** Start TASK INPUTS **

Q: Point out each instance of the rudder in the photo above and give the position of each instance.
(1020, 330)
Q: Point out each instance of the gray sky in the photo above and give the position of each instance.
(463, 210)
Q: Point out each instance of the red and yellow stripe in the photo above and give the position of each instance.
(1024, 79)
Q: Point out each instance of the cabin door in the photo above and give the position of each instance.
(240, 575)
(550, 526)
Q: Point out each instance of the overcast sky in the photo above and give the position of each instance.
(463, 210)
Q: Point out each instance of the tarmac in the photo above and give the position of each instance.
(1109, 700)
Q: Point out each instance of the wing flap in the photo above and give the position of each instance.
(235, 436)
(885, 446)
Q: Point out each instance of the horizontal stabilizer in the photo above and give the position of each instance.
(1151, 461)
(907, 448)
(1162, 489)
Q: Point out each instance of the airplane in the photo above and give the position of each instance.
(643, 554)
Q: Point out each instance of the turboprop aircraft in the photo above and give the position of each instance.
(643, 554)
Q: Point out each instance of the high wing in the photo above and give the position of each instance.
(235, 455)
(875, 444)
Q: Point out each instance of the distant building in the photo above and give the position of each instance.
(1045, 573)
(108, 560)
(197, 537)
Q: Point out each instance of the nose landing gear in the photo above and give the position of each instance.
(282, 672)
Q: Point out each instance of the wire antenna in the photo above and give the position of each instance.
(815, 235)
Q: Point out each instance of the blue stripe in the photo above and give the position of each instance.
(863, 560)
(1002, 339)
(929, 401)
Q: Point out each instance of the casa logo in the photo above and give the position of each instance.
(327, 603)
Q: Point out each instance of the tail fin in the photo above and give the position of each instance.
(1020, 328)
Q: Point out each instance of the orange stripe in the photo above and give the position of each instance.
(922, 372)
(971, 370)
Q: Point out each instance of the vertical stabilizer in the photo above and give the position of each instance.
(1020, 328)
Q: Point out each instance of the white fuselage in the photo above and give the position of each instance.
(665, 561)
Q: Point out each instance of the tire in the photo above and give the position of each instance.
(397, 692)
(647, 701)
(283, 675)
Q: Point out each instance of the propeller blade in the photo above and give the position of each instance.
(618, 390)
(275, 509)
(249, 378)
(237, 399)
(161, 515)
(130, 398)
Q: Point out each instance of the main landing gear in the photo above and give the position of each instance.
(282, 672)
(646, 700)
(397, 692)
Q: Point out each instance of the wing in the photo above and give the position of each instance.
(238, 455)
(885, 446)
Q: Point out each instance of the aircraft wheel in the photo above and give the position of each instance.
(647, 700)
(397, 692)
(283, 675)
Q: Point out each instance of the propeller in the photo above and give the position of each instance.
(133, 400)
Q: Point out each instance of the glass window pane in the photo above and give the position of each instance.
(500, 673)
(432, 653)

** End TASK INPUTS **
** Start TASK INPUTS **

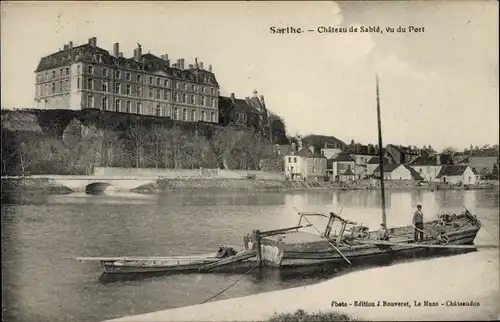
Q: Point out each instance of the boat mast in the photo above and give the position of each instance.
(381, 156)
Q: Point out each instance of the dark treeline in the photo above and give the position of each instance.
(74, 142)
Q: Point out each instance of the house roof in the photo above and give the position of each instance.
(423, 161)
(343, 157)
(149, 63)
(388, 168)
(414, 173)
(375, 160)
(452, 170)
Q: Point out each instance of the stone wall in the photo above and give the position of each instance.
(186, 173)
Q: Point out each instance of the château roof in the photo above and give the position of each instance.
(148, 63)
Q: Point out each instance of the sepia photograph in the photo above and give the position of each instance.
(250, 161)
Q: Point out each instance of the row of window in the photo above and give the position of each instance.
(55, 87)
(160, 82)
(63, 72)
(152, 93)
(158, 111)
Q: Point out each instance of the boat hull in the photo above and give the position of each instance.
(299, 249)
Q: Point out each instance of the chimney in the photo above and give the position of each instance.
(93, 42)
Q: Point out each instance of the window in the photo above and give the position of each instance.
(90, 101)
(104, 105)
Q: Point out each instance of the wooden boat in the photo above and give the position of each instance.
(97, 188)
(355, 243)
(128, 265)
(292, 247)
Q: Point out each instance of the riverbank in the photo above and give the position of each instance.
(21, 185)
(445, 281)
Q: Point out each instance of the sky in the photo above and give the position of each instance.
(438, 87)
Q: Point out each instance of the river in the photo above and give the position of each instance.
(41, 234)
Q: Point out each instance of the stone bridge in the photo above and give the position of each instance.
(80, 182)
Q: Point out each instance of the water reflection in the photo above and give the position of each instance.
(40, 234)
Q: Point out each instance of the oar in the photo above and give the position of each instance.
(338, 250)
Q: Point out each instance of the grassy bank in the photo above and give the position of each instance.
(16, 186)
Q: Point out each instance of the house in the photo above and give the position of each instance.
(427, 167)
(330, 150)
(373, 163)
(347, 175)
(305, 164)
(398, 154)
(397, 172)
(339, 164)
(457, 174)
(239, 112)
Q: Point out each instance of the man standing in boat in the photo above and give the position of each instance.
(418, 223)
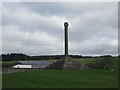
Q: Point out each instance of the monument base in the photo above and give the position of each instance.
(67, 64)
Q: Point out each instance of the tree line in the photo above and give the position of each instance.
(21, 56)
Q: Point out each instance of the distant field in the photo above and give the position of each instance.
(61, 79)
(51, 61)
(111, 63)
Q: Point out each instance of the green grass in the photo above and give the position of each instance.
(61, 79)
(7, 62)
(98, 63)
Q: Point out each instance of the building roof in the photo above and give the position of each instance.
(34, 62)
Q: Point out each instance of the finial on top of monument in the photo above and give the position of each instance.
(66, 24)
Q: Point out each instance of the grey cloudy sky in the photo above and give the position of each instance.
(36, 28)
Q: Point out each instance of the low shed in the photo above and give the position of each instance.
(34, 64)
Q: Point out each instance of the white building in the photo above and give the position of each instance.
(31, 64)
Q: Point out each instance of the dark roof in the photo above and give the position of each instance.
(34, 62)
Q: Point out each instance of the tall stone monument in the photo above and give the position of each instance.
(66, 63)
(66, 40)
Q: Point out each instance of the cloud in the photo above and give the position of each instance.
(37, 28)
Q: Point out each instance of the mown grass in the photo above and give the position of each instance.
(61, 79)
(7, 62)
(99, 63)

** End TASK INPUTS **

- [REQUIRED WORK] Count the lines in the entries above that contain the string "gear", treating uppercase and lowercase as different, and reply with the number alone.

- [ANSWER TO THIS EXERCISE] 2